■ What to work on ■
Copy out all of the material exactly.

┄┄┄┄┄┄

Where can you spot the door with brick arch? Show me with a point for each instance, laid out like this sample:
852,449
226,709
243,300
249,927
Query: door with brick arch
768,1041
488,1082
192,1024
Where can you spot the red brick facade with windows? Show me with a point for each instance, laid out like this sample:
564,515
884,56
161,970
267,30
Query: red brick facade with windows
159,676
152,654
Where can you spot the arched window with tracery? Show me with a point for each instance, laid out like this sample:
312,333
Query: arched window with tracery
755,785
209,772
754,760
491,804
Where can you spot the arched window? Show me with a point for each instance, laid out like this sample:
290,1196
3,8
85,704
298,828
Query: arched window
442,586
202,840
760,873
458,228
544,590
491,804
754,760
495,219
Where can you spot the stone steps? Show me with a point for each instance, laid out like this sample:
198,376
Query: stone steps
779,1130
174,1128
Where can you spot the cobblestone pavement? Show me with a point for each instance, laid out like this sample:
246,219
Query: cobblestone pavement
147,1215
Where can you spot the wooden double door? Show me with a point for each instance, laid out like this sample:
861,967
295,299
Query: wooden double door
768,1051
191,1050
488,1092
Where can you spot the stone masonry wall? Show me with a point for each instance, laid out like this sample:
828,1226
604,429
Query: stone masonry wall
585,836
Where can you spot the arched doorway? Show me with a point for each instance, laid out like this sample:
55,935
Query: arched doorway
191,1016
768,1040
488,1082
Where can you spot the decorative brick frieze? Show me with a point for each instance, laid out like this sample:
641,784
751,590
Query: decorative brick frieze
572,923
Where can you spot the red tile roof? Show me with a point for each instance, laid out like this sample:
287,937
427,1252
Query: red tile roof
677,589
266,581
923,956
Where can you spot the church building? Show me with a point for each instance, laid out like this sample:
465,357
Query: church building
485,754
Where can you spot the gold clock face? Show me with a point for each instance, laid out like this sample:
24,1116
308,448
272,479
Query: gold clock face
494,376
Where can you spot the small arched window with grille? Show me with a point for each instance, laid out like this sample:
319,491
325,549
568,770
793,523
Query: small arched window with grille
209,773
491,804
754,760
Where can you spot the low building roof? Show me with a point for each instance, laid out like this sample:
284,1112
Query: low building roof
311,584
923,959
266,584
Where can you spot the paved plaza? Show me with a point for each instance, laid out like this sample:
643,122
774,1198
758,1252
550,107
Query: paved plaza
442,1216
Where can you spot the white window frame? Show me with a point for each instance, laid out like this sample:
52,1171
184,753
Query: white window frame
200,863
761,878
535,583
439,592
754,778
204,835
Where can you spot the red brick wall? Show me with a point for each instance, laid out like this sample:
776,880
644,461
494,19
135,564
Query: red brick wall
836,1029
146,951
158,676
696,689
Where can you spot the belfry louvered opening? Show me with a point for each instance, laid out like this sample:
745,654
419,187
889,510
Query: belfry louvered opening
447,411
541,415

┄┄┄┄┄┄

■ Exercise response ■
Where can you spot the door with brick arch? Show me with a point for each instance, laid out like this sample:
852,449
226,709
243,300
249,927
Query: door with brick arch
768,1041
488,1082
192,1024
Where can you spot the red brick facade with windows? Show me with a point for each instance, laid out like this sample:
564,515
884,56
161,970
267,30
Query: red brick facade with windows
159,676
152,654
Where can you spot the arched window with tracery? Show me with a point for each instance, laid out like this sample:
312,333
Query: arched window with tracery
755,785
209,772
754,760
491,804
Where can you spot the arched window? Show me with a point for each instance, laid out like this sample:
290,1196
3,8
85,704
298,828
Query: arched window
442,586
202,840
760,873
458,228
544,590
491,804
754,760
495,219
Where can you spot the stone steps? Show me with a point for each instance, laid out like this sample:
198,376
Query: stone steps
779,1130
174,1128
Where can you spot the cobblestone pavement? Show me with a point for each instance, laid out like this sample:
246,219
Query: cobblestone pavement
147,1215
Where can you spot the wooden double door? Show me with a point for each instance, laid out like this sample:
861,967
295,299
Query: wooden double door
768,1051
191,1050
488,1092
Where can you spot the stone masonry wall? Show me with a point for each instance, laid out like this sample:
828,1226
604,429
Query: stone masonry wall
585,836
Where can you spot the arched doorway? Show me with a point for each instance, laid out like this sample:
55,935
Query: arched doorway
191,1016
768,1040
488,1082
Where can you spot the decorative brick frieze? Show me with a point for each instance, laid out like this sample:
641,784
751,590
Query: decorative brick frieze
572,923
Where can you spot the red tile roof? Show me with a point for each instance, laid out like this sample:
287,937
427,1252
Query: red tile roof
677,589
266,581
923,956
Where can you spot the church building? Show me with a point for each instance, laid out like this sample:
465,357
Query: church building
485,754
Where can you spot the gold clock face? Show me with a point for each instance, laid out like this sample:
24,1116
308,448
272,479
Query: gold clock face
494,376
Where can you spot the small arched window with grille? Show me with a point for each instance, laid out like this sample:
319,491
325,549
568,770
793,523
Query: small arched window with grille
209,773
491,804
754,760
Where can you spot the low building roof? Show me with a point for each instance, laid out like this sample:
284,1112
Query: low building roof
311,584
923,959
266,584
Where can you spot the paved plaza? Show me with a point for each instance, laid out like this sample:
643,122
774,1198
758,1252
550,107
Query: paved plaza
442,1216
Where can you spot the white window frame? Show me with a point for each instance, laid out like this sample:
52,1171
184,753
Query: white window frame
200,863
761,878
535,583
439,592
754,778
204,835
Where can you spot the red brick wall? Show me with a point for each instance, laid out like this sample:
776,880
644,461
494,19
135,564
Query: red brick wall
836,1029
146,951
158,676
696,689
Where can you spot the belfry louvered opening? Show me with a point for each instance, laid out like this sample:
745,654
419,187
889,510
Query: belfry louvered opening
447,411
541,415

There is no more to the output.